**TUJUAN**
Ganti "car roof" menjadi "vehicle roof" pada catatan mulai dari baris yang memuat "Please tag every instance of the car roof" sampai akhir catatan. Tuliskan kembali baris-baris itu saja tanpa perubahan lain.

[Item dataset tersimpan]
-.-.-
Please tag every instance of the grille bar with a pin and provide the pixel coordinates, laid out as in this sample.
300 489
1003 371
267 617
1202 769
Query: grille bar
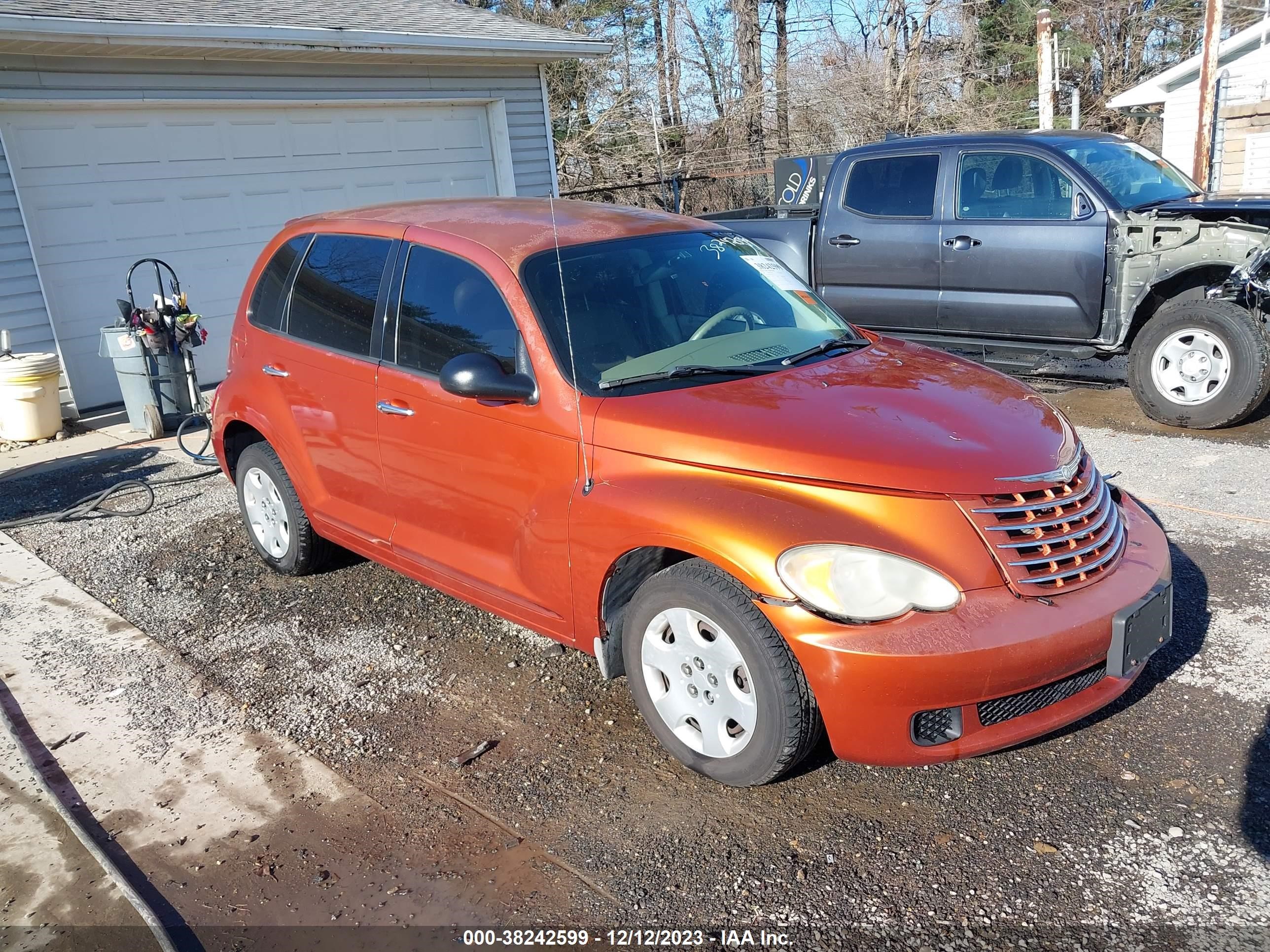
1006 709
1053 539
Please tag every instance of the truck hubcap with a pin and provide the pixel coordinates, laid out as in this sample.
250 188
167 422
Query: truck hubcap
266 513
699 682
1191 367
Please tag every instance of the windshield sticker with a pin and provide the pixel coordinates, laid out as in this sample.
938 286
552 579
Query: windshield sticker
717 247
774 272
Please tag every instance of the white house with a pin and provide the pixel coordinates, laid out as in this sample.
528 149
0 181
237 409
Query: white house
1244 67
191 131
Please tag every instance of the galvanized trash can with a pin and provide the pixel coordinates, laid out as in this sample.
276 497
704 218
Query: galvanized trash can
155 385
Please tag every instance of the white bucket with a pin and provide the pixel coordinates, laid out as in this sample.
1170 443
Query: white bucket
30 403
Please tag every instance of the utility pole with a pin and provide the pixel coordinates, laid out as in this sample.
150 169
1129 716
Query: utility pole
1207 93
1044 70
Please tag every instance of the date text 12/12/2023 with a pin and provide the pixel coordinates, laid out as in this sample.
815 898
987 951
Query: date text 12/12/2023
624 938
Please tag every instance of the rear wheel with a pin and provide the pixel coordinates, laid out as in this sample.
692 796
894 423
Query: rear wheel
276 522
714 680
1200 365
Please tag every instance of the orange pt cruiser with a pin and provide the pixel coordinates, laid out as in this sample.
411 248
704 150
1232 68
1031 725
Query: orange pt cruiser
644 437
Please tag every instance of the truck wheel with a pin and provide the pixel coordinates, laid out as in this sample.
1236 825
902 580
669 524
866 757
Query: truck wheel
715 682
1200 365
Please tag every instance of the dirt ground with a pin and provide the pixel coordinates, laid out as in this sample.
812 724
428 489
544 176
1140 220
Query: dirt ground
1146 825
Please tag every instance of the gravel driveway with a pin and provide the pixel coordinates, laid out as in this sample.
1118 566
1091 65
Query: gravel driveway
1146 823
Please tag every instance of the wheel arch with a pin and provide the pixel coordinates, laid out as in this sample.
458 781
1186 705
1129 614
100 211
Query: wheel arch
625 576
1184 285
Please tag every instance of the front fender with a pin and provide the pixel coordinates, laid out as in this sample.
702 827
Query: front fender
742 522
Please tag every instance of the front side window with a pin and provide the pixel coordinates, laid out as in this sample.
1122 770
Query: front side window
675 303
896 187
267 300
333 300
1134 175
451 307
1011 186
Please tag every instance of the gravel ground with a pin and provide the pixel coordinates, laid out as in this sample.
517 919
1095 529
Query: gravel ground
1147 825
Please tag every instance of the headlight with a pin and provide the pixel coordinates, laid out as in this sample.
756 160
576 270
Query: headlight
864 584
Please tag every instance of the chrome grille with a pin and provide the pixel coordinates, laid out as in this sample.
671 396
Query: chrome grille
1055 539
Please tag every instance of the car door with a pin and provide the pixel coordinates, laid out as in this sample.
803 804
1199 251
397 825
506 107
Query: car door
878 243
1024 249
481 490
324 365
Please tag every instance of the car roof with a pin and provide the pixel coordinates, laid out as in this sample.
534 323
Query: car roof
1046 137
516 228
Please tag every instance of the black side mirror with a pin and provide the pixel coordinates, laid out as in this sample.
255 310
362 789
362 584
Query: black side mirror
483 377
-.-.-
**JAWABAN TERTULIS**
Please tag every instance of the vehicle roof with a pin and provide the pixel coordinates, laid out as in this sample.
534 323
Query: vehicle roof
1046 137
516 228
Please tag every instance of the black side mirror with a pin and provide the pixel coordinates, laid out as in this sample.
255 310
362 789
362 584
Query: black side mirror
483 377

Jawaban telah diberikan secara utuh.